"Je forme une
entreprise qui n'eût jamais d'exemple et dont l'exécution
n'aura point d'imitateur. Je veux montrer à mes semblables
un homme dans toute la vérité de la nature; et cet homme,
ce sera moi.
Moi seul. Je sens mon coeur et je connais les hommes. Je ne
suis fait comme aucun de ceux que j'ai vu; j'ose croire
n'être fait comme aucun de ceux qui existe. Si je ne vaux
pas mieux, au moins je suis autre. Si la nature a bien ou
mal fait de briser le moule dans lequel elle m'a jeté,
c'est ce dont on ne peut juger qu'après m'avoir lu.
Rousseau, Confessions - Premier et deuxième alinéas. |
L'épigraphe "Ego te intus et in cute novi"
(Perse) mérite d'être pris
en considération. Je te connais intérieurement et dans ta chair:
c'est aussi bien Dieu qui parle que Rousseau.
"Je forme une
entreprise..." Il faut
comprendre que Rousseau est conscient d'inaugurer un genre, de
commencer le premier. Il ne s'agit pas d'une réécriture mais
d'une création qui sera digne d'être présentée au créateur.
Comment la vérité divine du créateur ne reconnaîtrait-elle pas
la vérité dite par sa créature?
Il faut bien reconnaître que pour ce qui est des exemples
passés, il n'y en a pas. Les Essais de Montaigne sont d'un autre
genre. Quand Rousseau affirme son originalité, c'est exact, non
seulement par rapport au devenir passé mais parce qu'il est aussi
le seul à pouvoir écrire ses confessions. En disant qu'il n'aura
pas d'imitateur, il s'avance un peu trop. on ne peut dire le
futur. Le René de Chateaubriand, l'histoire de ma vie de Georges
Sand, Les confessions d'un enfant du siècle de Musset sont autant
de reprises, d'imitations créatives de ce qu'il entreprend.
"Je forme ... je
veux ... moi..." je et
moi vont
rythmer tout le texte avec des adjectifs possessifs (mes
semblables, mon cœur ...).
L'effet voulu est de se poser dans sa singularité, singularité
qu'il revendique et dont il tire une fierté dans un monde du
paraître où chacun s'efforce de paraître le même que les
autres.

▶ CONSIGNES
A. Pouvez-vous recopier tel quel le passage du commentaire sur les Confessions qui va de "Il faut bien" à "ce qu'il entreprend."?
B. Comment traduiriez-vous en anglais cette phrase du commentaire sur les Confessions : « Il faut bien reconnaître que pour ce qui est des exemples passés, il n'y en a pas. » ?

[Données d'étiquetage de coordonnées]
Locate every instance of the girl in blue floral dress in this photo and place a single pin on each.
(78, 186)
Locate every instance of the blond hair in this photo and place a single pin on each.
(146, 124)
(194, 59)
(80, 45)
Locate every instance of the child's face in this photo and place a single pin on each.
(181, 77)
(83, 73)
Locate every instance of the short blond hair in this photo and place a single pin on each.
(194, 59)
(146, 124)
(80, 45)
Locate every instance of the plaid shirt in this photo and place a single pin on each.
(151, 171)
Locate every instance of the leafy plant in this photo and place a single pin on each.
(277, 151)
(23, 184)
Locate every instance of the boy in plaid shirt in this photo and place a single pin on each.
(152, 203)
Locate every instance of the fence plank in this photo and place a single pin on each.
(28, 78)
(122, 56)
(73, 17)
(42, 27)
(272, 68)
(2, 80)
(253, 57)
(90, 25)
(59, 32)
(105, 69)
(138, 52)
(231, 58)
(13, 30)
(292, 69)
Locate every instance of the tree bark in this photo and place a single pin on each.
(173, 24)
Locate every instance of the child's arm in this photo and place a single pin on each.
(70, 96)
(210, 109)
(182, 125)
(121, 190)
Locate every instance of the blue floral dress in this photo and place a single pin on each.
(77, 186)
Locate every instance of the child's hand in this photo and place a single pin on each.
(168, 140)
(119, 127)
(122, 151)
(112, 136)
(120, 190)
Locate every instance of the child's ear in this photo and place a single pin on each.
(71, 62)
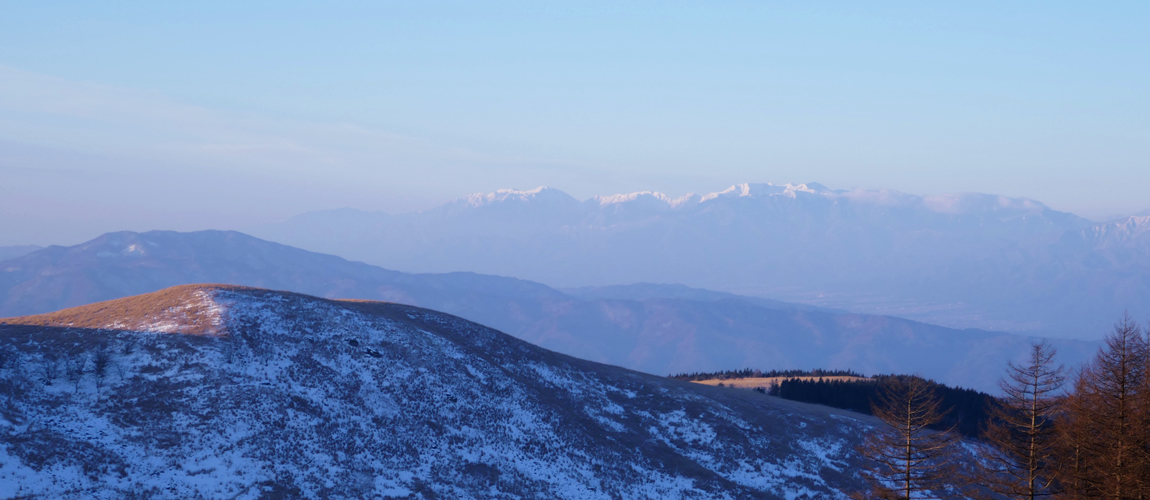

▶ RÉPONSES
A.
Il faut bien reconnaître que pour ce qui est des exemples
passés, il n'y en a pas. Les Essais de Montaigne sont d'un autre
genre. Quand Rousseau affirme son originalité, c'est exact, non
seulement par rapport au devenir passé mais parce qu'il est aussi
le seul à pouvoir écrire ses confessions. En disant qu'il n'aura
pas d'imitateur, il s'avance un peu trop. on ne peut dire le
futur. Le René de Chateaubriand, l'histoire de ma vie de Georges
Sand, Les confessions d'un enfant du siècle de Musset sont autant
de reprises, d'imitations créatives de ce qu'il entreprend.

B. It must be acknowledged that, as far as past examples are concerned, there are none.